* Supplied data:
_ _ _ _

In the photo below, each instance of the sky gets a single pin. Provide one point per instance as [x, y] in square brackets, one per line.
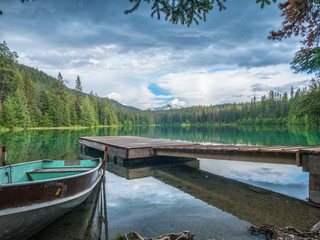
[145, 62]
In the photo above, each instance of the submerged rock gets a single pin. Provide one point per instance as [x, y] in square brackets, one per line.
[277, 233]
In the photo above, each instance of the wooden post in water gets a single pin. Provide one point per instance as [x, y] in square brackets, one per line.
[4, 156]
[105, 159]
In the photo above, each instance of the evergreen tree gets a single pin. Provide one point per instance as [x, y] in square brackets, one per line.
[87, 117]
[79, 98]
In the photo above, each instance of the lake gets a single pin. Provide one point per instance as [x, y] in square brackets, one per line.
[213, 199]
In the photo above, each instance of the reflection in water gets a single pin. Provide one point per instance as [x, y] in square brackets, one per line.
[166, 198]
[157, 199]
[86, 221]
[63, 144]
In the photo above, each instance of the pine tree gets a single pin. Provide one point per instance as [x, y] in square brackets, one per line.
[87, 117]
[79, 98]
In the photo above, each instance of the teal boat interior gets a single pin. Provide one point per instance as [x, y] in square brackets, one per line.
[44, 169]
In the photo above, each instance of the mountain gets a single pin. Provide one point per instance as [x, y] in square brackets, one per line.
[169, 106]
[119, 105]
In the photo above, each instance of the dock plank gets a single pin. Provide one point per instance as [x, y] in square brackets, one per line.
[131, 147]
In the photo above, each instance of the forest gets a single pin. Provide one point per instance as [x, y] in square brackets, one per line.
[30, 98]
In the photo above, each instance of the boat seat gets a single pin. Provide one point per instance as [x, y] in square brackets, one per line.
[47, 173]
[57, 170]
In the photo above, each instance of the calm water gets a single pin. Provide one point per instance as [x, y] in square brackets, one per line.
[210, 198]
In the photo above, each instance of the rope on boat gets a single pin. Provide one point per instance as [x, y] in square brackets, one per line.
[172, 236]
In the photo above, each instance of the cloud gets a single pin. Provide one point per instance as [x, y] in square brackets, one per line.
[214, 62]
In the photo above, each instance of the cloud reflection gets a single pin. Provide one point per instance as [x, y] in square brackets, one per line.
[285, 179]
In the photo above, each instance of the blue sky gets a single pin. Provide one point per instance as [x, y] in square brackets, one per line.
[145, 62]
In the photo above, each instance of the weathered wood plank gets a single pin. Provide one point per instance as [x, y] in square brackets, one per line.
[130, 147]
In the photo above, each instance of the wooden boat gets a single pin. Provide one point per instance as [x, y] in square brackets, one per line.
[34, 194]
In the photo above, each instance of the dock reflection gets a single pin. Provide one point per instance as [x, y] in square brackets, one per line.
[249, 203]
[252, 204]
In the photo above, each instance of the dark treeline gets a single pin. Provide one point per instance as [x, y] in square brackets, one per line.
[31, 98]
[300, 107]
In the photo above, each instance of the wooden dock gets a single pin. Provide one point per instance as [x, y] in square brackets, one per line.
[126, 148]
[129, 149]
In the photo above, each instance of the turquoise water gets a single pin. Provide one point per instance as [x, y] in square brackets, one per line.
[162, 198]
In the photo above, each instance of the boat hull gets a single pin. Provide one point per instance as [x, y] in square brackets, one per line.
[28, 207]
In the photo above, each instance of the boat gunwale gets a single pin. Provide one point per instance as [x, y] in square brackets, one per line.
[9, 211]
[19, 184]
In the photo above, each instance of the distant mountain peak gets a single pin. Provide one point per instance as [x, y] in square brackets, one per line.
[174, 104]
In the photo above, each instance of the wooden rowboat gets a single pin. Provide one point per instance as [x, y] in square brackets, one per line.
[34, 194]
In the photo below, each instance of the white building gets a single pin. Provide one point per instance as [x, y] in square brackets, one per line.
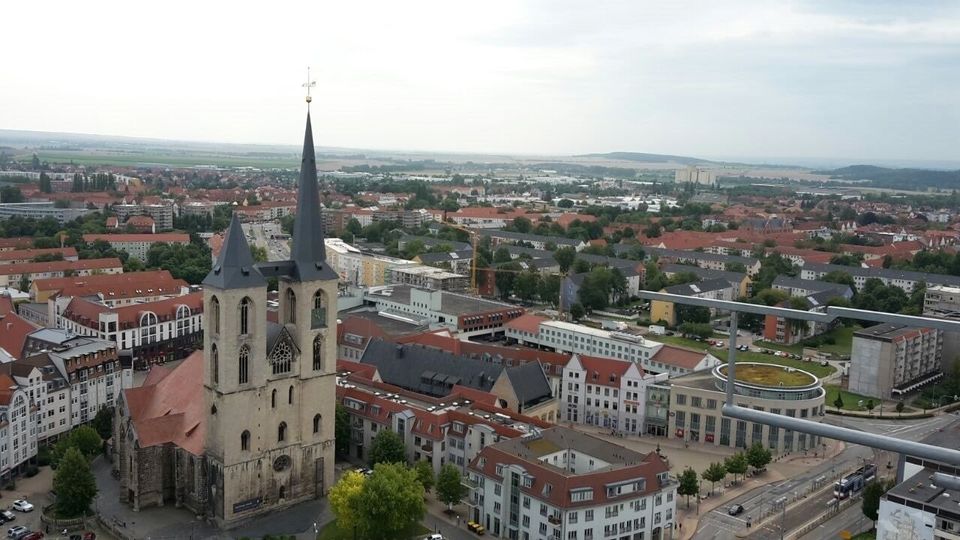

_ _ _ _

* Task goal:
Pick out every line in the entries that contains the word "cloud", and copy each one in full. Case counts.

* Exercise response:
In the photo above, each instance of the cloud gets a single pin. Provide one point per instance as [x, y] in square brackets, one per line.
In the photo above, each instance of the cloud reflection gets a single pin. Provide one point per instance as [x, y] in square brackets, one per line.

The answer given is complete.